§ Extracted text
-=-=-=-=-
Yes or No, and More or Less

Firstly, the articles I think you should read instead of this one:

  • The Economist's editorial in support of the union.
  • AA Gill's cry for independence. (Behind a paywall, sorry.)
  • Mikey Macintosh's assessment of the campaigns and alternative vision for the future - the best thing I have read from a Christian perspective and deserving of any thoughtful Christian's time.
  • Phil Moore gives us a bit of history and three things to remember when praying for Scotland.

For my own thoughts – well, where to start with something as large as a nation’s destiny and as small as nationalism?

Much of what I’ve observed in this debate has frustrated me, as both sides have made poor arguments (Of course Scotland can exist by itself as a country - there are many much smaller and poorer which do. Of course Scotland cannot default on a shared burden of debt if it is ever to be taken seriously by the rest of the world and its bankers.) I think that the Yes campaign has often been deceitful, and Better Together has often missed the point by failing to explain what the union has been and can be in terms other than economics (Tom Holland does a good job of that).

What has troubled me most is the divisiveness that the independence campaign has been built upon. The referendum gives Scots the opportunity to define themselves by division (however anachronistic they might want to declare the union to be). It’s ironic, from this perspective, that Yes campaigners present Scotland as diminished and limited by the union when in fact the opposite has been true. It is to Better Together’s discredit that they haven't told this story more effectively: that so much of what is great about Scotland has been revealed in and by the union, what Scotland has given and what it has received. I fear for anyone - and any nation - who cannot see that they need others. Humility and interdependence are marks of wisdom and greatness, and they are usually rejected by nationalism.

On a personal level, independence for Scotland will force me to define myself incorrectly, should I need to describe my nationality. "British" will no longer be an answer. But like so many in these islands, I am a happy mongrel, my mixed blood hailing from Ireland, England, Scotland, Cornwall, and Lithuania. No single one of those terms is sufficient, whereas "British" contains a breadth of possibilities wider even than my needs. Not only does it have space for me, but there is room for many others whose stories are different to mine. This, again, is the price of division: Scotland's citizens will be able to reduce how they and those who live among them can be understood, they can cut themselves off from the peoples they have mixed so well with.
-=-=-=-=-
§ Tasks and exercises
1. Answer these questions about the essay on Scottish independence:
(a) In the recommended reading list, who offers some history and three things to remember when praying for Scotland?
(b) Who does the writer say does a good job of explaining the union in terms other than economics?
(c) Which places does the writer name as the origins of their mixed blood?
2. Reproduce, word for word, the part of the essay on Scottish independence that opens with the words containing "On a personal" and closes with "so well with.".
-=-=-=-=-
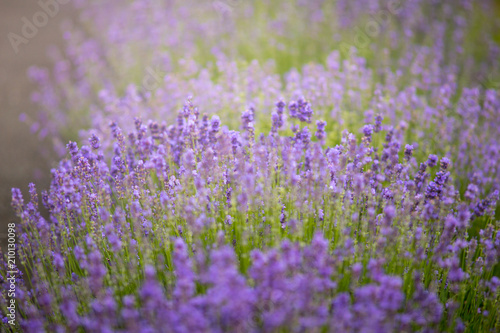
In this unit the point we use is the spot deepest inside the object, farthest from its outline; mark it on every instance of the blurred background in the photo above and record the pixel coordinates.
(22, 159)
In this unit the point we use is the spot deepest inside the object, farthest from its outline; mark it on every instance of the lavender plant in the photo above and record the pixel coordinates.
(197, 227)
(292, 180)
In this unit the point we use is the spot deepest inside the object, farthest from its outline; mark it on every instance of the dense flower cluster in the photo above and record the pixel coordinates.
(316, 188)
(389, 241)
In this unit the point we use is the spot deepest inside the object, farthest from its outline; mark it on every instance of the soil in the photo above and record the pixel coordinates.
(21, 158)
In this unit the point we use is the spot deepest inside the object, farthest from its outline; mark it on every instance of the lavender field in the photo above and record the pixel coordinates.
(263, 166)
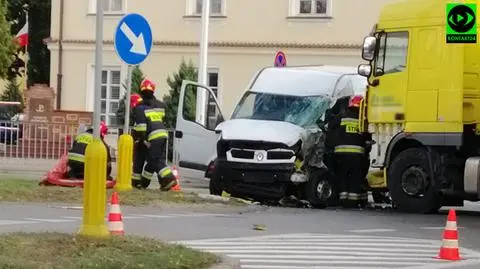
-=-=-=-=-
§ Answers provided
1.
(a) Phil Moore
(b) Tom Holland
(c) Ireland, England, Scotland, Cornwall, and Lithuania

2.
On a personal level, independence for Scotland will force me to define myself incorrectly, should I need to describe my nationality. "British" will no longer be an answer. But like so many in these islands, I am a happy mongrel, my mixed blood hailing from Ireland, England, Scotland, Cornwall, and Lithuania. No single one of those terms is sufficient, whereas "British" contains a breadth of possibilities wider even than my needs. Not only does it have space for me, but there is room for many others whose stories are different to mine. This, again, is the price of division: Scotland's citizens will be able to reduce how they and those who live among them can be understood, they can cut themselves off from the peoples they have mixed so well with.